-- BEGIN Data to use --

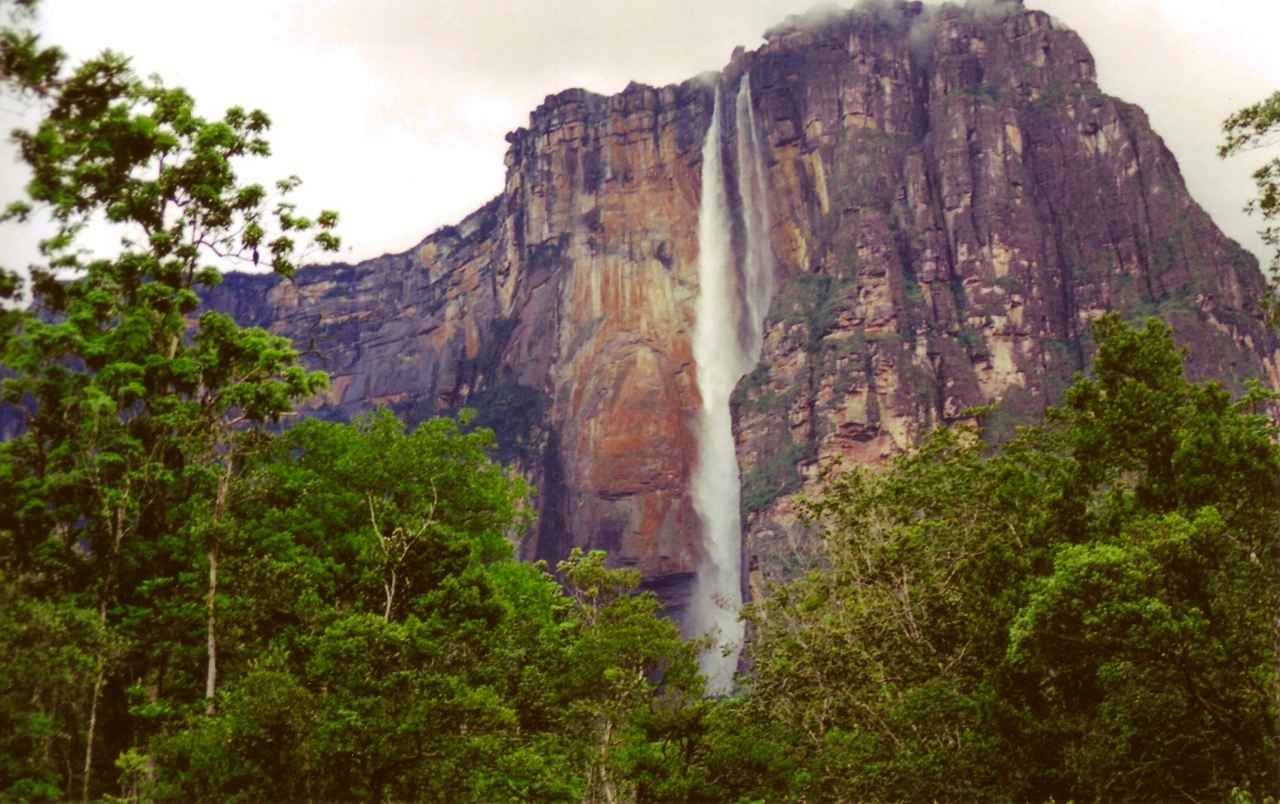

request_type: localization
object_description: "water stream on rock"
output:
[686,76,773,695]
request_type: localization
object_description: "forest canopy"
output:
[0,1,1280,803]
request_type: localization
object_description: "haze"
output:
[0,0,1280,268]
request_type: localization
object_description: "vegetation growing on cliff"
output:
[1217,92,1280,326]
[0,0,1280,803]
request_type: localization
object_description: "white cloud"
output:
[0,0,1280,271]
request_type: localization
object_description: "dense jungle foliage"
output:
[0,0,1280,803]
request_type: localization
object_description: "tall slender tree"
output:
[0,0,339,799]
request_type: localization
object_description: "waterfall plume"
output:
[686,76,773,695]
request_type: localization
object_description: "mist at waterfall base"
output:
[686,74,774,695]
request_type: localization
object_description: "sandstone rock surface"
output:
[211,1,1280,615]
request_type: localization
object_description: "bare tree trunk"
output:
[205,540,218,714]
[81,658,106,804]
[205,442,236,714]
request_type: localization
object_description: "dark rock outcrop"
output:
[204,1,1280,609]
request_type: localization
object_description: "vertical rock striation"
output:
[211,1,1280,616]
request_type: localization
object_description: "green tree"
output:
[741,315,1280,800]
[0,3,338,798]
[1217,92,1280,326]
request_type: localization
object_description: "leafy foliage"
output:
[1217,92,1280,326]
[741,316,1280,800]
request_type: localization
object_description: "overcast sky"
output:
[0,0,1280,268]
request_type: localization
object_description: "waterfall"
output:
[686,76,773,695]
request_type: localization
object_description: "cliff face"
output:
[211,3,1280,613]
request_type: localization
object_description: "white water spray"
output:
[686,76,773,695]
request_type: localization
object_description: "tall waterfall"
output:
[687,76,773,694]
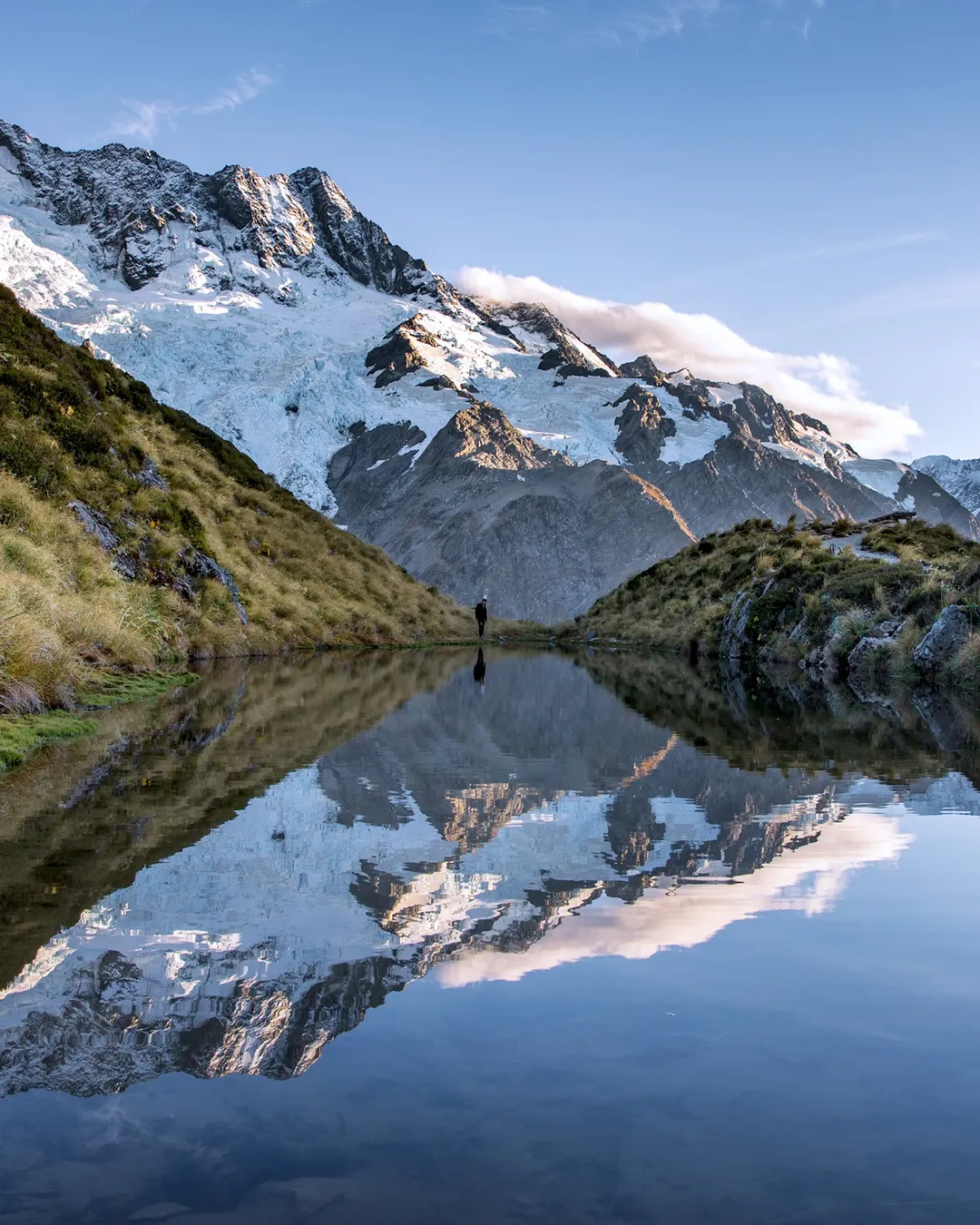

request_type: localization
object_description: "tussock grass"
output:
[0,710,98,772]
[561,509,980,678]
[0,287,497,714]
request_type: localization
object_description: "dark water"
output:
[0,648,980,1225]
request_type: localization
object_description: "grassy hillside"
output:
[0,287,502,713]
[0,650,473,987]
[563,519,980,676]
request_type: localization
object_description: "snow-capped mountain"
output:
[0,122,980,620]
[0,657,916,1095]
[911,456,980,514]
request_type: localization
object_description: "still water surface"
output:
[0,648,980,1225]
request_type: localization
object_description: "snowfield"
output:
[0,142,877,514]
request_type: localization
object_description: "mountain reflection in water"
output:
[0,651,980,1096]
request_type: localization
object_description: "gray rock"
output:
[136,456,167,489]
[329,402,693,625]
[911,604,970,671]
[69,501,119,553]
[848,617,906,672]
[719,591,752,662]
[181,549,249,625]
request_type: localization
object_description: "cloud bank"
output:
[435,809,911,987]
[455,267,923,458]
[109,69,272,141]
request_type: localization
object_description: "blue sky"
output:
[0,0,980,456]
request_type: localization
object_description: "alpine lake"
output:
[0,642,980,1225]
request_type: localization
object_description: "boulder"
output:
[911,604,970,671]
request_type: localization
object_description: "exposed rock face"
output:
[0,122,980,617]
[329,402,692,622]
[848,617,906,678]
[0,122,458,302]
[911,604,970,671]
[719,592,752,664]
[364,315,452,387]
[911,456,980,514]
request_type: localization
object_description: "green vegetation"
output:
[0,710,98,770]
[0,650,473,985]
[76,672,200,710]
[0,287,497,715]
[571,518,980,682]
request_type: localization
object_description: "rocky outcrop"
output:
[718,591,752,664]
[0,122,461,308]
[364,316,448,387]
[612,384,678,466]
[329,402,693,622]
[848,617,907,696]
[620,353,670,387]
[911,604,970,672]
[911,456,980,514]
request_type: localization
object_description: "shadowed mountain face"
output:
[0,652,980,1096]
[0,122,980,621]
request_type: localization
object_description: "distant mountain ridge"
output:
[0,122,980,621]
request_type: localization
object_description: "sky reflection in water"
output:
[0,648,980,1225]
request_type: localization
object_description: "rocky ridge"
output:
[0,657,900,1096]
[0,122,980,619]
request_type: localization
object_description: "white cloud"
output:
[436,808,911,987]
[485,0,723,46]
[109,69,272,141]
[456,267,923,457]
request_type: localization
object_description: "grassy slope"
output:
[0,650,473,987]
[564,519,980,672]
[0,287,505,713]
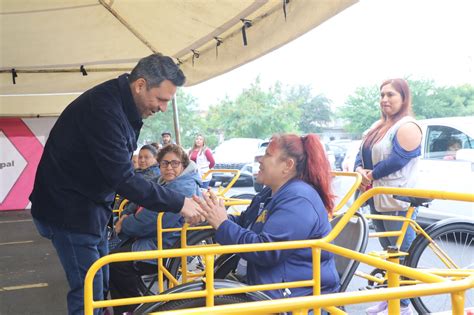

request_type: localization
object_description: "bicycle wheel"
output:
[405,220,474,314]
[214,254,244,282]
[165,230,216,287]
[154,294,252,312]
[225,193,255,214]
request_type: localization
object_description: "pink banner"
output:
[0,118,49,210]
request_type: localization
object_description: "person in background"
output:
[150,142,161,152]
[161,131,175,147]
[443,138,462,160]
[109,144,160,214]
[110,144,201,314]
[189,135,216,188]
[136,144,160,179]
[30,54,201,314]
[355,79,422,315]
[132,154,138,170]
[194,134,339,306]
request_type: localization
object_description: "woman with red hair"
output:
[355,79,422,315]
[195,134,339,304]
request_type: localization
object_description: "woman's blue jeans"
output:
[33,219,109,315]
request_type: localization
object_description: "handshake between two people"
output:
[180,190,227,229]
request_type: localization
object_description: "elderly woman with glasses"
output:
[110,144,202,314]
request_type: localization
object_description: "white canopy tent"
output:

-- END Data to use --

Directive:
Return all of the records above word for word, leaving out the pictures.

Task answer:
request_type: localization
object_description: "water stream on rock"
output:
[686,76,773,695]
request_type: localization
object_description: "forest canopy"
output:
[0,1,1280,803]
request_type: localization
object_description: "haze"
output:
[0,0,1280,268]
request_type: localization
object_description: "vegetation growing on cliff"
output:
[1217,92,1280,326]
[0,0,1280,803]
request_type: localization
object_description: "white cloud"
output:
[0,0,1280,271]
request_type: localization
object_description: "dense jungle foliage"
output:
[0,0,1280,803]
request_type: localization
object_description: "tall slender tree"
output:
[0,0,339,799]
request_type: localization
object_description: "waterfall plume"
output:
[686,76,773,695]
request_type: localization
object_description: "mist at waterfall base"
output:
[686,74,774,695]
request_type: localization
object_description: "sandstone rock surface"
output:
[211,1,1280,615]
request_type: localization
object_description: "bare tree trunk"
output:
[205,540,218,714]
[81,658,106,804]
[205,442,236,714]
request_type: localization
object_description: "dark rock outcrop"
output:
[204,1,1280,609]
request_type: localization
object_description: "vertical rock striation"
output:
[211,1,1280,616]
request_type: localization
object_description: "green tree"
output:
[741,315,1280,800]
[0,3,338,798]
[1217,92,1280,326]
request_type: localization
object_description: "leafy foliage"
output:
[1217,92,1280,326]
[741,316,1280,800]
request_type: localization
object_description: "overcast sky"
output:
[0,0,1280,268]
request_type: localization
object_description: "waterfall"
output:
[686,76,773,695]
request_type: localization
object_description: "cliff face"
output:
[211,3,1280,613]
request_type: localization
object_description: "white water spray"
output:
[686,76,773,695]
request_type: localization
object_description: "tall waterfall"
output:
[687,76,773,694]

request_type: localization
object_description: "tussock grass"
output:
[0,710,98,772]
[561,509,980,678]
[0,287,497,714]
request_type: localization
object_description: "dark water"
output:
[0,648,980,1225]
request_type: localization
object_description: "grassy hillside"
output:
[0,287,502,713]
[0,650,473,987]
[563,519,980,676]
request_type: localization
object_description: "snow-capped mountain"
output:
[0,122,980,620]
[0,657,916,1095]
[911,456,980,514]
request_type: localization
object_description: "still water surface"
output:
[0,648,980,1225]
request_type: localization
object_description: "snowfield"
output:
[0,142,877,514]
request_type: localization
object_description: "mountain reflection in water"
output:
[0,651,980,1096]
request_type: localization
object_description: "gray rock"
output:
[136,456,167,489]
[329,402,693,625]
[911,604,970,671]
[69,501,119,553]
[848,617,906,672]
[719,591,752,662]
[181,549,249,625]
request_type: localization
object_description: "cloud bank"
output:
[435,809,911,987]
[455,267,923,458]
[109,69,272,141]
request_type: localization
object_description: "blue sky"
output:
[0,0,980,456]
request_type: localization
object_description: "alpine lake"
output:
[0,642,980,1225]
request_type: localization
object_description: "boulder"
output:
[911,604,970,671]
request_type: localization
object_description: "exposed rock face"
output:
[0,122,980,617]
[329,402,692,622]
[848,617,906,678]
[0,122,458,302]
[911,604,970,671]
[719,592,752,664]
[364,315,452,387]
[911,456,980,514]
request_type: localization
object_description: "green vegetation"
output:
[0,710,98,770]
[0,650,473,985]
[76,672,200,710]
[0,287,497,715]
[571,518,980,682]
request_type: localization
object_description: "rocky outcrop"
output:
[718,591,752,664]
[0,122,461,308]
[364,316,448,387]
[612,384,678,466]
[329,402,693,622]
[848,617,907,696]
[620,353,670,387]
[911,604,970,672]
[911,456,980,514]
request_type: localization
object_description: "shadowed mountain face"
output:
[0,652,980,1096]
[0,122,980,621]
request_type: localization
object_description: "distant mountain ridge"
output:
[0,122,980,621]
request_type: localization
object_description: "sky reflection in water"
output:
[0,648,980,1225]
request_type: localization
object_description: "rocky ridge"
output:
[0,657,900,1096]
[0,122,980,619]
request_type: localization
object_description: "white cloud"
output:
[436,808,911,987]
[485,0,723,46]
[109,69,272,141]
[456,267,923,457]
request_type: localization
object_description: "grassy slope"
output:
[0,650,473,987]
[564,519,980,672]
[0,287,505,713]

request_type: localization
object_description: "bicycle wheel"
output:
[405,220,474,314]
[214,254,244,282]
[165,230,216,287]
[154,294,252,312]
[225,193,255,214]
request_type: localization
object_description: "pink banner"
output:
[0,118,49,210]
request_type: localization
object_description: "person in background"
output:
[150,142,161,152]
[161,131,175,147]
[443,138,462,160]
[109,144,160,214]
[110,144,201,314]
[189,135,216,188]
[136,144,160,179]
[30,54,201,314]
[355,79,422,315]
[132,154,138,170]
[194,134,339,306]
request_type: localization
object_description: "woman with red hair"
output:
[355,79,422,315]
[195,134,339,304]
request_type: localization
object_description: "woman's blue jeans"
output:
[33,219,109,315]
request_type: localization
object_description: "handshake between two people"
output:
[180,190,227,229]
request_type: localization
object_description: "elderly woman with glasses"
output:
[110,144,202,314]
request_type: localization
object_description: "white canopy tent"
output:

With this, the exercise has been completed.